**DOCUMENT SEGMENT**
-- BEGIN --

In this case, we know better than the compiler.
gcc 4.7 (Debian Wheezy) chooses to create translation-unit-local functions
(even for non-debug builds) named stac() and clac(), and calls them.
$ objdump -d xen-syms | grep -c "<stac>:"
6
$ objdump -d xen-syms | grep -o "callq [0-9a-f]\+ <stac>" | uniq -c
5 callq
ffff82d0801166c9 <stac>
20 callq
ffff82d08015ef99 <stac>
4 callq
ffff82d080165169 <stac>
8 callq
ffff82d080188cb9 <stac>
3 callq
ffff82d080228779 <stac>
4 callq
ffff82d08022c5c9 <stac>
Forcing always_inline removes these functions, and replaces each of the callqs
with the expected 3byte nops.
Signed-off-by: Andrew Cooper <andrew.cooper3@citrix.com>
#define ASM_STAC ASM_AC(STAC)
#define ASM_CLAC ASM_AC(CLAC)
#else
-static inline void clac(void)
+static always_inline void clac(void)

-- END --

**OBJECTIVE**
Please reproduce the passage of the patch description from "Signed-off-by: Andrew Cooper" up to and including "always_inline void clac(void)".

**MATERIAL SHOWN**
-- BEGIN --

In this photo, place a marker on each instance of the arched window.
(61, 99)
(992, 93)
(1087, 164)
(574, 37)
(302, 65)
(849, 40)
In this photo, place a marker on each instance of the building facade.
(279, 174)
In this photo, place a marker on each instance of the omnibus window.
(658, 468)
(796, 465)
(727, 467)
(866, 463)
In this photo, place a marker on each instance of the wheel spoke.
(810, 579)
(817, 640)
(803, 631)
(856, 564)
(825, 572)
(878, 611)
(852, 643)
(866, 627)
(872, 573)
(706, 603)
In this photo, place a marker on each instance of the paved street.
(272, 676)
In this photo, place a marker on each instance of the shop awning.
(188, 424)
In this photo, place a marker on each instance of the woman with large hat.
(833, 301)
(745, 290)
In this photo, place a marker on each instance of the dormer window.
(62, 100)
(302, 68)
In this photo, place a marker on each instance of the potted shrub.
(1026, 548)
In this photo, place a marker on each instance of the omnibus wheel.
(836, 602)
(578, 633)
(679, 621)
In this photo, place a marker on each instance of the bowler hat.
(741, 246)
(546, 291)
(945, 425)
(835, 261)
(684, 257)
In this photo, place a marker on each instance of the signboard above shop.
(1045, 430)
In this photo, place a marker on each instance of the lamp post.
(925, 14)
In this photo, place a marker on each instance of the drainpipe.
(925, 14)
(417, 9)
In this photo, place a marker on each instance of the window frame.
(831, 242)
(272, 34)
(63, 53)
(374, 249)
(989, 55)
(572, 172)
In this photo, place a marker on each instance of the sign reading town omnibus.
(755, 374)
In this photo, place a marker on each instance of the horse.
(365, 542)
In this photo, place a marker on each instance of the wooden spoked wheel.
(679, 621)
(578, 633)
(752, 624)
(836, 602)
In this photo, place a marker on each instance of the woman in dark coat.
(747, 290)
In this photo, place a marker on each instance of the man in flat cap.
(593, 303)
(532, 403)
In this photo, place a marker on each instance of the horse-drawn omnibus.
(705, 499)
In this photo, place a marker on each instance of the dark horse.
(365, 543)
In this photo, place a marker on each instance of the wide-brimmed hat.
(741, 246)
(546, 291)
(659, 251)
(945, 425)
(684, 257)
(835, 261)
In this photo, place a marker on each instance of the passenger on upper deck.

-- END --

**IN RESPONSE**
Signed-off-by: Andrew Cooper <andrew.cooper3@citrix.com>
#define ASM_STAC ASM_AC(STAC)
#define ASM_CLAC ASM_AC(CLAC)
#else
-static inline void clac(void)
+static always_inline void clac(void)